> [Do this]: Word for word, copy all the data and drop the pictures.

> [Records shown]:
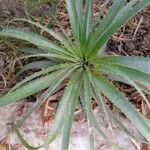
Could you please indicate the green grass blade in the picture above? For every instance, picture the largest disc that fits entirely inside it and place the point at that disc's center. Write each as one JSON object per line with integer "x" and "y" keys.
{"x": 126, "y": 107}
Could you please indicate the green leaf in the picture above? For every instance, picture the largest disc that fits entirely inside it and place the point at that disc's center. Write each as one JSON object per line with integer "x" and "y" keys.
{"x": 62, "y": 109}
{"x": 27, "y": 90}
{"x": 43, "y": 64}
{"x": 134, "y": 75}
{"x": 56, "y": 81}
{"x": 38, "y": 74}
{"x": 30, "y": 37}
{"x": 73, "y": 16}
{"x": 24, "y": 142}
{"x": 68, "y": 120}
{"x": 131, "y": 9}
{"x": 61, "y": 38}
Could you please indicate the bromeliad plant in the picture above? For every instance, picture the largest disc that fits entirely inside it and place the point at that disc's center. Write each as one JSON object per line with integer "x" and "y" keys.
{"x": 81, "y": 61}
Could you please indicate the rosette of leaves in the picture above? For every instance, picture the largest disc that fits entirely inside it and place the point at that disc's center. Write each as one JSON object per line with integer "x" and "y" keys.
{"x": 80, "y": 61}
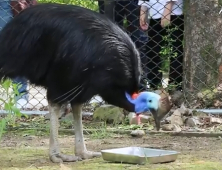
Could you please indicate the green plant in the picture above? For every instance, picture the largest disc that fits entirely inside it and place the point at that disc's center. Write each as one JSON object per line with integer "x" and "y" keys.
{"x": 10, "y": 90}
{"x": 167, "y": 50}
{"x": 91, "y": 4}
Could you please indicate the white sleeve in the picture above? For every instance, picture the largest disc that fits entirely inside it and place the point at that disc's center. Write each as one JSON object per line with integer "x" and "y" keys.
{"x": 144, "y": 3}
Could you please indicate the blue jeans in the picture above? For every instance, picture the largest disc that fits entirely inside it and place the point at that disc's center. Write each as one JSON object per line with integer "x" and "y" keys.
{"x": 6, "y": 16}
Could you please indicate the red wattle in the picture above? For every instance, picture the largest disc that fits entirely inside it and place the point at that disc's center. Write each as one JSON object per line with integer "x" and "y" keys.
{"x": 138, "y": 119}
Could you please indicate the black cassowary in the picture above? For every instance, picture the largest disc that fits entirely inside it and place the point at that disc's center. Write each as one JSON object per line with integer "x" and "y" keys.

> [The result]:
Could you please indicate the green grass blade in the picture above? For every instance, picture the largest disc that fits entirely inside it and place the point at that disc's center. Write each as one JSON object per line with integer "x" and "y" keys.
{"x": 126, "y": 107}
Could you please indicate the green leaf in the picture above? For every instance, picture the largest disc that fits entirely inside it and place the point at that disc's center. Write each as one JSON object per line with integer "x" and "y" keys.
{"x": 62, "y": 109}
{"x": 27, "y": 90}
{"x": 43, "y": 64}
{"x": 134, "y": 75}
{"x": 56, "y": 81}
{"x": 38, "y": 74}
{"x": 30, "y": 37}
{"x": 73, "y": 16}
{"x": 24, "y": 142}
{"x": 68, "y": 120}
{"x": 131, "y": 9}
{"x": 61, "y": 38}
Could you please indicate the bromeliad plant in the picture above? For every instance, picture the largest disc that fits entirely inside it and place the point at that disc's center. Write each as one JSON object per line with integer "x" and "y" keys.
{"x": 81, "y": 61}
Could you please indicate the rosette of leaves in the picture above? For every instance, picture the largest disc that fits entirely inside it and place the point at that disc's center. Write each as one JSON object per line with integer "x" and "y" keys.
{"x": 80, "y": 61}
Could you please indicate the green plant in the picture above? For every instance, picture the largest disc that fits entirely inside it and place the point at that disc's center. Write each as one JSON object per line with integer "x" and "y" keys.
{"x": 10, "y": 90}
{"x": 167, "y": 50}
{"x": 91, "y": 4}
Could you please indicate the white sleeve in the picture above? For every instance, picture the largest disc that fits entirely inside it and place the point at that disc's center. Write each as one JSON object per line with integer "x" and "y" keys.
{"x": 144, "y": 3}
Could you please indicate the blue jeans in the picture above? For every instance, picture the largest disc that fits entirely inside it and place the point at that disc's center. Write each as one JSON object per line with integer "x" and "y" keys.
{"x": 6, "y": 16}
Could you please indicate the red wattle in the picture above? For every instance, picture the largest disc that fits entirely inside it and place the point at that disc's center. Write each as one JSON object per line with integer "x" and "y" keys.
{"x": 138, "y": 119}
Could you please indicate the black cassowary in the picture above? For every instance, picture the largest disc that fits entirely inside it and place the point at that disc's center. Write each as one JSON object per line with integer "x" and "y" keys.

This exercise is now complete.